**Stored records**
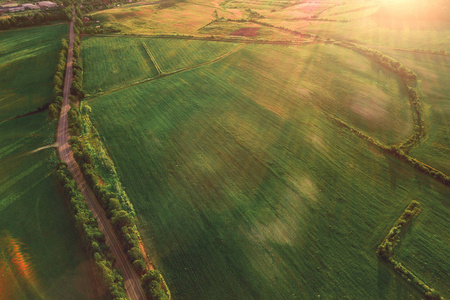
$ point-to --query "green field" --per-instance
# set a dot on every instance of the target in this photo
(28, 59)
(33, 216)
(173, 55)
(244, 188)
(434, 73)
(117, 61)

**REQUIRED WORK**
Repeat, exactly and in full, every entry in the data, but not the pictures.

**PROBLEM SOLUTION**
$ point-to --query "green field" --per-instance
# set a dot on every instance of the target in this photo
(28, 59)
(33, 216)
(173, 55)
(244, 188)
(434, 73)
(117, 61)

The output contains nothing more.